Output the records exactly as they appear, with no pictures included.
═══ RECORDS FOR THIS TASK
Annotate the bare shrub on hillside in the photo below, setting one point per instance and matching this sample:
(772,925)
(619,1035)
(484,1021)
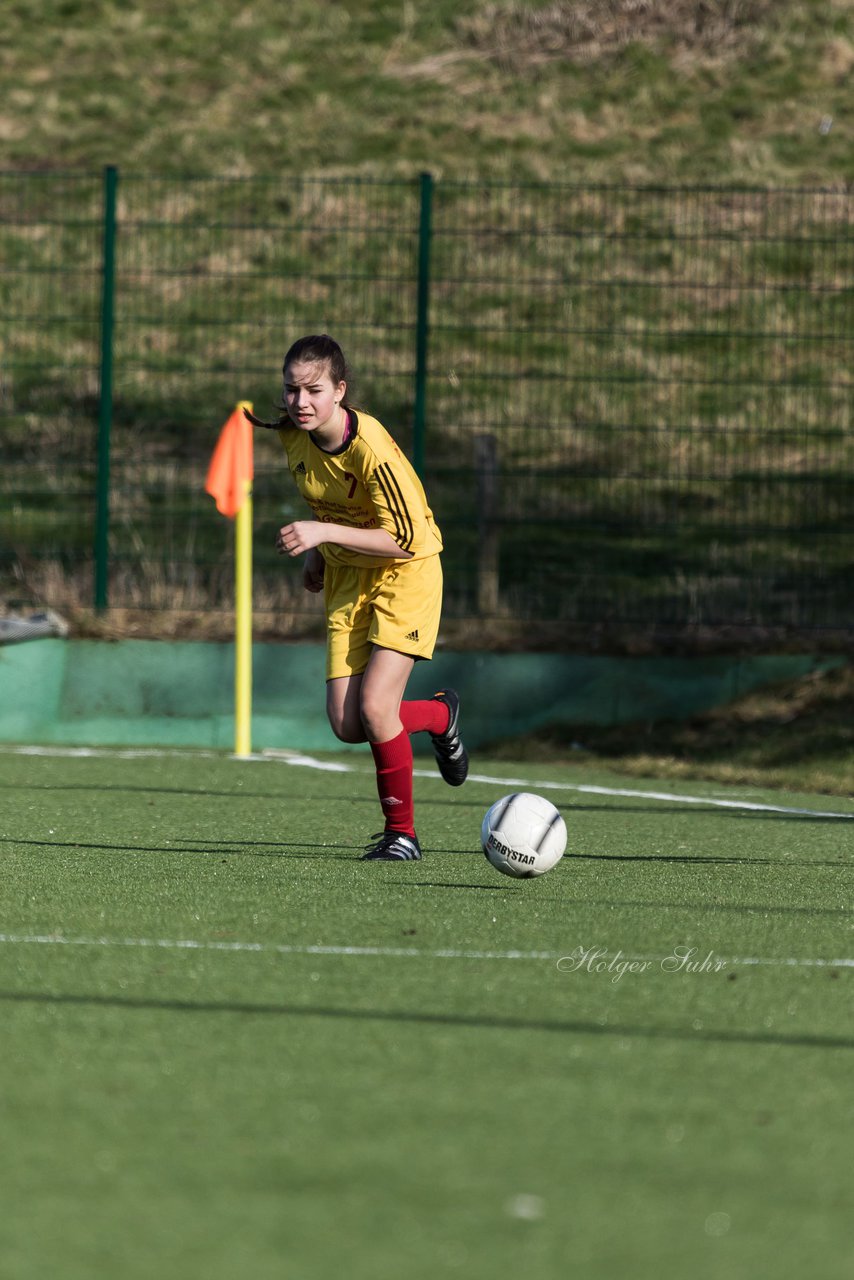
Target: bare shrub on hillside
(517,37)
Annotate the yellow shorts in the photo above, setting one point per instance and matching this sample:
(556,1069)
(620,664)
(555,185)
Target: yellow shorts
(393,607)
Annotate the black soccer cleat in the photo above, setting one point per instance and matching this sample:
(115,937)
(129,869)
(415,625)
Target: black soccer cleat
(451,754)
(393,846)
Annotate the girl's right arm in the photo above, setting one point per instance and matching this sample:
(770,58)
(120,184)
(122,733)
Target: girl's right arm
(313,570)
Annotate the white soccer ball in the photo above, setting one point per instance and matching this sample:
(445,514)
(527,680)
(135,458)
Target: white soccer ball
(523,835)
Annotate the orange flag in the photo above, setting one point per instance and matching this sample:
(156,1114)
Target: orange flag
(231,467)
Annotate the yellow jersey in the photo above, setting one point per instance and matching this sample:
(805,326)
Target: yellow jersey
(365,484)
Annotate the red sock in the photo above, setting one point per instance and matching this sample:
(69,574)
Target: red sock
(393,760)
(430,716)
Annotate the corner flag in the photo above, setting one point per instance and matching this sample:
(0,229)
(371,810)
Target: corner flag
(231,467)
(229,483)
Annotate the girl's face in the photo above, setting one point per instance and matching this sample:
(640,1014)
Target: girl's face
(310,396)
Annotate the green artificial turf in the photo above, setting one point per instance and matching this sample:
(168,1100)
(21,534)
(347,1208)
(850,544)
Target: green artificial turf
(233,1050)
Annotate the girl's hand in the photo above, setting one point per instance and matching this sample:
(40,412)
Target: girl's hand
(313,571)
(302,535)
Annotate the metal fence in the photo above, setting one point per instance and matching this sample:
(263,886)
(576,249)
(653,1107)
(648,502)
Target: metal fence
(631,406)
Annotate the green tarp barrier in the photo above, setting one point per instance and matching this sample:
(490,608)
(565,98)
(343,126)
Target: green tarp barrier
(99,693)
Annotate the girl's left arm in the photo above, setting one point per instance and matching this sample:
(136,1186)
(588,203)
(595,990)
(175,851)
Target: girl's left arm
(302,535)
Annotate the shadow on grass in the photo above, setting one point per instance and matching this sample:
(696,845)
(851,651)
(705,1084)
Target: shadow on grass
(423,1019)
(301,849)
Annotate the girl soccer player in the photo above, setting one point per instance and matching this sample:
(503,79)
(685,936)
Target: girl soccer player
(373,549)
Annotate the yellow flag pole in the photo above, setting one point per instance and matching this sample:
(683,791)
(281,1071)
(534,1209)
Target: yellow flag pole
(243,621)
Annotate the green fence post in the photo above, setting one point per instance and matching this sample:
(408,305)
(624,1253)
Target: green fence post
(421,321)
(105,402)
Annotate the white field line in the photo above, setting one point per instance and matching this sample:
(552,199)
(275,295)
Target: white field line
(297,758)
(56,940)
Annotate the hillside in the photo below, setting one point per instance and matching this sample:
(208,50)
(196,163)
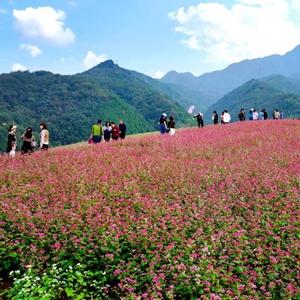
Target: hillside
(274,92)
(217,84)
(70,104)
(210,213)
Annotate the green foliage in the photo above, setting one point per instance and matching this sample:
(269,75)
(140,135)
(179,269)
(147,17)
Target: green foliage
(276,92)
(71,104)
(59,282)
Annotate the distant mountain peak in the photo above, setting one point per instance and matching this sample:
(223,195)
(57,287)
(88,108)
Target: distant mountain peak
(107,64)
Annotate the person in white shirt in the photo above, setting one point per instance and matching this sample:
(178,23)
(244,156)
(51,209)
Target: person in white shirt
(255,115)
(44,137)
(226,117)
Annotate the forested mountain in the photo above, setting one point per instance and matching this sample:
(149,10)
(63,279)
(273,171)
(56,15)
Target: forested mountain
(71,104)
(216,84)
(274,92)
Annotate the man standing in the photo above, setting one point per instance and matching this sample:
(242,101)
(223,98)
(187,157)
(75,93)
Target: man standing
(122,129)
(97,132)
(200,119)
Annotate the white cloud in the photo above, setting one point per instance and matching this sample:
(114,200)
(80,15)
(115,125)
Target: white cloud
(44,23)
(93,59)
(33,50)
(158,75)
(18,67)
(191,109)
(247,29)
(73,3)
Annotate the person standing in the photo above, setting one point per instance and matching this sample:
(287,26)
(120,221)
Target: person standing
(255,115)
(215,118)
(281,115)
(200,119)
(11,141)
(28,141)
(276,114)
(122,128)
(107,131)
(226,117)
(97,132)
(171,125)
(242,115)
(115,132)
(44,137)
(163,123)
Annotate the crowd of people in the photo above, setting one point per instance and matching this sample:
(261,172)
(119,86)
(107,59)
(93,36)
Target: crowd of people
(28,140)
(29,144)
(252,115)
(110,131)
(166,125)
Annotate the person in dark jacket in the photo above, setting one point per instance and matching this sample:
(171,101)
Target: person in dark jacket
(115,132)
(28,141)
(215,118)
(97,132)
(242,115)
(171,125)
(11,141)
(122,128)
(163,123)
(107,131)
(200,119)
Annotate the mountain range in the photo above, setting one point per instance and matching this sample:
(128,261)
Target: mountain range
(215,85)
(70,104)
(273,92)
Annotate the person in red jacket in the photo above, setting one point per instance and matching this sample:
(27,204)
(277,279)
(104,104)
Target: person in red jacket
(115,132)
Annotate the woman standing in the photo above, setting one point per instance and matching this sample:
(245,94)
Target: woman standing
(122,128)
(115,132)
(163,123)
(44,137)
(215,118)
(28,141)
(107,131)
(11,141)
(171,125)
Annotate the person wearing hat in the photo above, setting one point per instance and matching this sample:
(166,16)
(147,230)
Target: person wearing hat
(163,123)
(97,132)
(11,141)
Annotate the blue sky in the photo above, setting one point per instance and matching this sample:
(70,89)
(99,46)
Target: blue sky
(150,36)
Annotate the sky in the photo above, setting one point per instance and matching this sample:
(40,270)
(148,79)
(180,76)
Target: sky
(149,36)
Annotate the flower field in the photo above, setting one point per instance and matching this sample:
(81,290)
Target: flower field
(210,213)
══════
[REPLY]
Annotate the bare shrub on hillside in the photo below, setting one point per instance and matching this sample:
(772,925)
(619,1035)
(484,1021)
Target: bare shrub on hillside
(517,37)
Annotate the yellow shorts in the photo above, setting one point per instance and matching this sample:
(556,1069)
(620,664)
(555,185)
Target: yellow shorts
(393,607)
Annotate the black soccer cleat in the photo above, setting one point per instance and matching this sample:
(115,937)
(129,869)
(415,625)
Target: black soccer cleat
(451,754)
(393,846)
Annotate the girl's right arm in the photo above, setting one point per instance and matching this sample:
(770,58)
(120,184)
(122,733)
Target: girl's right arm
(313,570)
Annotate the white soccer ball in the photo above, setting one point per instance and matching this sample:
(445,514)
(527,680)
(135,458)
Target: white soccer ball
(523,835)
Annotate the orange flag in the photo above, setting one point per instance and matching this sample:
(156,1114)
Target: orange flag
(231,467)
Annotate the yellow jersey in the photo above, setting one point per instance and matching this sample:
(805,326)
Target: yellow jersey
(365,484)
Annotate the red sock in the photo above, setting one point per instance and matching this sample:
(69,574)
Target: red sock
(393,760)
(430,716)
Annotate the corner flag in the photo above, setting one point per instance and matching this sample:
(0,229)
(371,810)
Target: corner flag
(231,467)
(229,483)
Annotate the girl's face in the photo above, setting one point per instance and matching this sample:
(640,1014)
Target: girl's face
(310,396)
Annotate the green artificial turf in the photo above, setting one point per instance and matching this sample:
(168,1100)
(21,534)
(347,1208)
(850,544)
Target: green artificial turf
(233,1050)
Annotate the girl's hand in the photo above, setting one point per instance and matching this sample:
(40,412)
Target: girl's hand
(313,571)
(302,535)
Annotate the metal fence in the photo above, setting one point per instance and matching this sample:
(263,886)
(576,249)
(653,1107)
(648,502)
Target: metal fence
(631,406)
Annotate the green tarp barrier in the photo above, setting one point per instance and matching this sample:
(490,608)
(565,98)
(343,126)
Target: green tarp barrier
(99,693)
Annotate the girl's left arm in the photo above, setting one point per instance and matching this sample:
(136,1186)
(588,203)
(595,990)
(175,851)
Target: girl's left arm
(302,535)
Annotate the shadow on grass in the photo above, setting one point per instance and matching this sample:
(696,845)
(851,651)
(705,1084)
Target: shadow on grass
(423,1019)
(301,849)
Annotate the girl soccer player in the photo above, setting one point per instance and matching this sample:
(503,79)
(685,936)
Target: girl soccer player
(373,549)
Annotate the yellow flag pole in the photo above, setting one point per instance and matching this sample:
(683,791)
(281,1071)
(534,1209)
Target: yellow flag pole
(243,621)
Annotate the green fence post in the photo above, setting one point per instance and matching this sample:
(408,305)
(624,1253)
Target: green fence post
(421,321)
(105,402)
Annotate the white field line in the photo above, setting one point per instance and matching this sample:
(552,199)
(275,295)
Target: white field line
(297,758)
(56,940)
Annotate the hillside in the photo below, setting one point per instance and matching this sample:
(208,50)
(196,163)
Target: hillside
(274,92)
(217,84)
(70,104)
(210,213)
Annotate the green foliage in the photo above, setting one point per instance and matching this sample:
(269,75)
(140,135)
(179,269)
(147,17)
Target: green foliage
(276,92)
(71,104)
(59,282)
Annotate the distant mountain peak in the photo above, setting one point per instance and matching this sample:
(223,195)
(57,287)
(88,108)
Target: distant mountain peak
(107,64)
Annotate the person in white shirt in the photo above, setting one point per instance and matching this sample:
(178,23)
(244,156)
(51,209)
Target: person in white shirt
(255,115)
(44,137)
(226,117)
Annotate the forested mountain in the photo above, setting one point per instance and matching this sample:
(149,10)
(63,279)
(273,171)
(56,15)
Target: forested mountain
(71,104)
(216,84)
(274,92)
Annotate the man standing in the photo above, setting one point per instance and matching this sample:
(242,101)
(223,98)
(187,157)
(75,93)
Target: man standing
(122,129)
(97,132)
(200,119)
Annotate the white cloud in the photo above, setting one point per instance and matching this sample:
(114,200)
(80,15)
(115,125)
Target: white cloud
(44,23)
(93,59)
(33,50)
(158,75)
(18,67)
(191,109)
(247,29)
(73,3)
Annotate the person standing in the photo above, setting one point per instance and matching this sample:
(287,26)
(120,221)
Target: person standing
(255,115)
(215,118)
(281,115)
(200,119)
(11,141)
(28,141)
(276,114)
(122,128)
(107,131)
(226,117)
(97,132)
(171,125)
(242,115)
(115,132)
(44,137)
(163,123)
Annotate the crowd of people in the photo above, setting one point per instance and matching this sample:
(261,172)
(119,86)
(107,59)
(93,36)
Target: crowd of people
(28,140)
(29,144)
(252,115)
(110,131)
(166,125)
Annotate the person in dark jacket in the photo above, setting one point per instance and matching this sample:
(171,101)
Target: person in dark jacket
(115,132)
(28,141)
(215,118)
(97,132)
(242,115)
(171,125)
(11,141)
(122,128)
(163,123)
(107,131)
(200,119)
Annotate the mountain range in the photo above, setting one point per instance and matching this sample:
(128,261)
Target: mountain range
(215,85)
(70,104)
(273,92)
Annotate the person in red jacket in the photo above, setting one point per instance and matching this sample:
(27,204)
(277,279)
(104,104)
Target: person in red jacket
(115,132)
Annotate the woman standing in the photo above, setting one point per instance and matching this sample:
(245,94)
Target: woman standing
(122,128)
(115,132)
(163,123)
(44,137)
(215,118)
(28,141)
(107,131)
(11,141)
(171,125)
Annotate the person wearing hat in the photo above, setting one point per instance and matching this sample:
(166,16)
(147,230)
Target: person wearing hat
(163,123)
(97,132)
(11,141)
Annotate the blue sky in the photo above, setting one point per instance and matching this sample:
(70,89)
(99,46)
Target: blue sky
(150,36)
Annotate the sky in the photo above, setting one point per instance and matching this sample:
(40,270)
(148,79)
(180,76)
Target: sky
(149,36)
Annotate the flower field in the photo above, setting one point per instance and matching this sample:
(81,290)
Target: flower field
(210,213)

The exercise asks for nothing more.